Assigned task:
From the first line to the last, restate the records word for word, skipping the pictures.

Dataset:
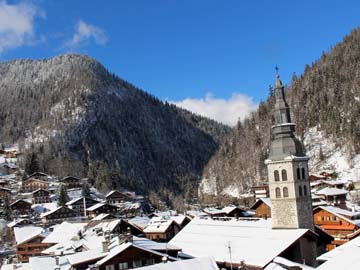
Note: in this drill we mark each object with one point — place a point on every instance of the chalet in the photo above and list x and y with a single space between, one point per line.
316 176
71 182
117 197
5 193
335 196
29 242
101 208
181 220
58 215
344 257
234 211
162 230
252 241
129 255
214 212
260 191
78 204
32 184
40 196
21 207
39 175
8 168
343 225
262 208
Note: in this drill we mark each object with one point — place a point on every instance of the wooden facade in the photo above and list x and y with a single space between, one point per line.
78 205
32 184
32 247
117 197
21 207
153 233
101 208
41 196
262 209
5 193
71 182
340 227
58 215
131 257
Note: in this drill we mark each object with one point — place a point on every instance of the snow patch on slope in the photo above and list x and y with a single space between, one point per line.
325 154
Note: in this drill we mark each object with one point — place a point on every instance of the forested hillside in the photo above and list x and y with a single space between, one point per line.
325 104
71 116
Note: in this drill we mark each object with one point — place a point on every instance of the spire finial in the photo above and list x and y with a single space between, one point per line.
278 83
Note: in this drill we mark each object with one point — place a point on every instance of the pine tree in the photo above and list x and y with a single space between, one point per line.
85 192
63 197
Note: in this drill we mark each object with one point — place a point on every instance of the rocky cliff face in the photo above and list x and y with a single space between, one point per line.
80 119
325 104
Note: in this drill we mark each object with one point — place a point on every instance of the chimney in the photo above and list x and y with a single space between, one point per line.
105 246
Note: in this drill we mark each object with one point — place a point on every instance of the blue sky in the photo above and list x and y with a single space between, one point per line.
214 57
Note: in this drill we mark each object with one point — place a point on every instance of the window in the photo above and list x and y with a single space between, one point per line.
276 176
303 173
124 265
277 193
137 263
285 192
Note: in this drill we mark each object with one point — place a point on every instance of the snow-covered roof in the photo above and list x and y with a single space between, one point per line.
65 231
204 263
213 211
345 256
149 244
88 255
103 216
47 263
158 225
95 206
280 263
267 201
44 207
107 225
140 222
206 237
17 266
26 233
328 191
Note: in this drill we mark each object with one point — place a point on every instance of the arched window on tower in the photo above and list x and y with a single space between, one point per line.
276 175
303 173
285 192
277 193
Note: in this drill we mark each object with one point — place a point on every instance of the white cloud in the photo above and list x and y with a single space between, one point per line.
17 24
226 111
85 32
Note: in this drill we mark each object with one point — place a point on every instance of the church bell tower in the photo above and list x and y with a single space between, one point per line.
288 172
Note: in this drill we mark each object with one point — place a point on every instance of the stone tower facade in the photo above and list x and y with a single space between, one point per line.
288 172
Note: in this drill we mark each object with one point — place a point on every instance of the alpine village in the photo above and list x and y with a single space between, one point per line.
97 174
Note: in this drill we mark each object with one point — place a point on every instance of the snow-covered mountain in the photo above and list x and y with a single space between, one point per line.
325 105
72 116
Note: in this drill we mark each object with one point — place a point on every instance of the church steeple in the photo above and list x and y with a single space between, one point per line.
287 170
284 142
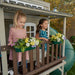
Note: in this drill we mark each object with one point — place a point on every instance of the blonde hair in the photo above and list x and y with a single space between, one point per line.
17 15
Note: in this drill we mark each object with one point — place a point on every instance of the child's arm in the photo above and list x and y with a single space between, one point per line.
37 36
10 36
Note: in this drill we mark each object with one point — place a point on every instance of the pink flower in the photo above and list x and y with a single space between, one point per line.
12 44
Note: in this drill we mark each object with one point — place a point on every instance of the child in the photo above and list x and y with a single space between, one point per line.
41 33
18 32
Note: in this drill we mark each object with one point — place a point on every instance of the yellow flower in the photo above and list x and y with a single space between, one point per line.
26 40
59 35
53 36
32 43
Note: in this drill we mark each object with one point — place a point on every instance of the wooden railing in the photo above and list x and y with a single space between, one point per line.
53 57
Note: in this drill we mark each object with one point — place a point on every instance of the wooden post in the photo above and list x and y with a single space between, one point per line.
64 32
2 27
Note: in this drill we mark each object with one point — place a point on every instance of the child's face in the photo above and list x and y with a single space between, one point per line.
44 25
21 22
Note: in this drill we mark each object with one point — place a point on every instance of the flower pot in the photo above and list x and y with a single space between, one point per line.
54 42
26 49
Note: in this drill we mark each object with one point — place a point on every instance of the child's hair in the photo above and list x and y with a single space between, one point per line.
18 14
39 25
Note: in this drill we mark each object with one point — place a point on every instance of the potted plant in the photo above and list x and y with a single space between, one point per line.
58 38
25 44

Reply to the task:
Note: in this drill we mark each object with one point — place a point on every instance of the chalet in the photo above and list x and y with a single space between, one point per line.
316 176
71 182
117 197
5 193
335 196
29 242
101 208
181 220
58 215
344 257
234 211
162 230
252 241
129 255
214 212
260 191
78 204
32 184
40 196
21 207
39 175
8 168
343 225
262 208
Note: in this drill we mark each object with one point — place a point on every instance of the wooden facade in the photo above and list x and y with a single space between, one point per line.
78 205
32 184
32 247
117 197
21 207
153 233
101 208
41 196
262 209
5 193
71 182
340 227
58 215
131 257
Note: in this drill we mark each object with one point — place a point on every instance of the snow patch on slope in the photo above and list x and y with a single space between, one point per line.
325 154
Note: in this drill we mark each object with one point — place a point on every instance of the forested hillside in the photo above and list x and y with a single space between, one point per line.
325 104
71 116
Note: in this drill we mark each object with one point — place a point on every instance of the spire finial in the photo above and list x and y with a single space between, one point per line.
278 83
Note: in this drill we mark each object with one point — place a point on every instance of the pine tree in the photo above and list x and y with a single space between, one point per line.
85 192
63 197
Note: in this drill we mark each object with one point — place a point on every instance of the rocky cliff face in the photo above and list x and y with a single space between, one point per line.
80 119
325 104
Note: in this drill we mark each object with one point — place a point on every instance of the chimney in the photo above and list x and y with a single space between, one point per line.
105 246
Note: in this drill we mark each object with one point — place a point on every instance of the blue sky in the photo above and list x and y with a single space between, one point per line.
214 57
Note: in this drill we mark each object with one point — place a point on every instance of the window in the photo above and list x and y with a single space between, one point per line.
276 176
303 173
124 265
277 193
137 263
285 192
Note: in this drill we mark each object with one point — place a point on every instance of the snow-covered roof in the photo above and list x and y with a single space between, one point per line.
65 231
204 263
213 211
345 256
149 244
88 255
103 216
47 263
158 225
95 206
280 263
267 201
44 207
107 225
140 222
206 237
17 266
26 233
328 191
Note: in this drill we mark each object with one point — place a point on every instance of the arched window on tower in the photo above and list x and y with a single space between, one point per line.
276 175
303 173
285 192
277 193
Note: in this drill we mark each object with one point — place a point on every instance of the white cloud in the photo above and list x and y with a single space between, one point per line.
17 24
226 111
85 32
Note: in this drill we mark each object with one point — place a point on every instance of the church bell tower in the photo above and list x and y with a single space between, one point per line.
288 172
Note: in this drill we mark each object with one point — place a point on every instance of the stone tower facade in the photo above and list x and y with a single space between, one point per line.
288 172
Note: in this drill we mark each object with one point — place a point on every instance of the alpine village in the photo above and list x and y with a single space between, one point per line.
97 174
Note: in this drill we mark each object with one point — place a point on every instance of the snow-covered mountain in the photo above and list x and y with a single space between, one point per line.
325 105
72 116
Note: in this drill we mark each object with one point — place a point on every instance of the church steeple in the photo above and list x and y with a single space between, one point per line.
287 170
284 142
Note: in this drill we mark each object with one point — place a point on every instance of the blonde hair in the photo above and list x and y with a single space between, one point per line.
17 15
Note: in this drill we mark each object with one point — place a point on every instance of the child's arm in the photo above and list x and y with a single space between, one point per line.
37 36
10 36
Note: in this drill we mark each object with one point — place a point on every instance of the pink flower in the photo above and list x and y with a single space between, one point per line.
12 44
Note: in this drill we mark each object with one point — place a point on every instance of the child in the photo above and list x and y with a single space between, one point per line.
41 33
18 32
Note: in this drill we mark each object with one point — place a point on every instance of the yellow flower in the photo above and list x and y with a single space between, one point per line.
26 40
59 35
53 36
32 43
Note: in this drill we mark each object with one point — place a point on every instance of the wooden railing in the photo above and list x and y with a single space between, one point per line.
53 57
Note: in this drill we mark each object with one point — place a point on every instance of the wooden post in the photo above and list x and y with a single space between, one point per line.
64 32
2 27
Note: in this drill we mark each object with one point — place a point on every instance of the child's face in the photo above and list x and y with a single space between, one point per line.
44 25
21 22
Note: in this drill we mark each object with one point — place a point on every instance of the flower pot in the photo above and list x and y with a single space between, one point per line.
54 42
26 49
Note: in this drill we mark each object with one point — place a point on every instance of the child's hair in the photo above and list x and y with a single space between, one point per line.
18 14
39 25
Note: in this drill we mark each object with one point — place a point on every instance of the potted plant in the photo above and list x and y with a single space between, one point per line.
58 38
25 44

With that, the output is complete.